◆ Passage given
If entangled particles had their definite values from the beginning, then spin measurements at angles other than exactly opposite must obey an inequality called "Bell's Inequality". However, quantum mechanics predicts that Bell's inequality will be violated, and experiments have confirmed the quantum mechanical prediction. Therefore, no theory in which the entangled particles have their definite values from the beginning can be right, or can reproduce all the predictions of quantum mechanics.

For more about Bell's theorem, you could start with https://static.scientificamerican.com/sciam/assets/media/pdf/197911_0158.pdf and the website maintained by one of our members: http://www.drchinese.com/Bells_Theorem.htm

Further on how these experiments have been carried out, are the particles constantly changing after the entanglement or are they a solid state? If they are solid state, have we tried making stuff entangled, measuring it, changing one, measuring the originally changed one, and then measuring the other one?

◆ Given request 1
Can you write out, word for word, the part of the Bell's inequality passage from "If entangled particles" to "of quantum mechanics."?

◆ Extracted information
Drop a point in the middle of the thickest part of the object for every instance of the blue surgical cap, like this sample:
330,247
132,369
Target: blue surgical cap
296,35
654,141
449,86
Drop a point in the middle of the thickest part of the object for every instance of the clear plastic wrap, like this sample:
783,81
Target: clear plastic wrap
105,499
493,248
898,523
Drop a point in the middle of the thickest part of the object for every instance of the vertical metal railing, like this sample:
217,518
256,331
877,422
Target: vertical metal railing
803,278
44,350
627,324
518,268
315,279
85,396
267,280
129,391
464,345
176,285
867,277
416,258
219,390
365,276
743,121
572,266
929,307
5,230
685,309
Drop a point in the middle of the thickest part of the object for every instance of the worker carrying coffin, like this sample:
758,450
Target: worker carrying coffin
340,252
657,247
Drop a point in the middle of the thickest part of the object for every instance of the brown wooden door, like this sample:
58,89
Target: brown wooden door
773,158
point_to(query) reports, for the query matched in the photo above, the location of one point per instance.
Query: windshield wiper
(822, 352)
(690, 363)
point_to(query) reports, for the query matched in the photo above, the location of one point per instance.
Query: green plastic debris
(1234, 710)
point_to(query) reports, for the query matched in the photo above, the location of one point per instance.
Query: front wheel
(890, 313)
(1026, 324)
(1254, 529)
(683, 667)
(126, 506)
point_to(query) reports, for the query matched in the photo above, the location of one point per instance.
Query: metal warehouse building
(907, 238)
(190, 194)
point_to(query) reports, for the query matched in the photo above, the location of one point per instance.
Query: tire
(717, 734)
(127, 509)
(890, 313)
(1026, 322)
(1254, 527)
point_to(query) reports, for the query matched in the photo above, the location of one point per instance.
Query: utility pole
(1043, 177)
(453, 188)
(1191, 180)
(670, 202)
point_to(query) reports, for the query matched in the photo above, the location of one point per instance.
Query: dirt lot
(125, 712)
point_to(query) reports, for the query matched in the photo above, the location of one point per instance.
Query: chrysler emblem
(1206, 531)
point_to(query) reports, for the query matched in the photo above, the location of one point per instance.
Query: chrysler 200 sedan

◆ Given request 2
How many lines of the records contain the string "middle"? Reply with the number alone.

◆ Response 1
If entangled particles had their definite values from the beginning, then spin measurements at angles other than exactly opposite must obey an inequality called "Bell's Inequality". However, quantum mechanics predicts that Bell's inequality will be violated, and experiments have confirmed the quantum mechanical prediction. Therefore, no theory in which the entangled particles have their definite values from the beginning can be right, or can reproduce all the predictions of quantum mechanics.

◆ Response 2
5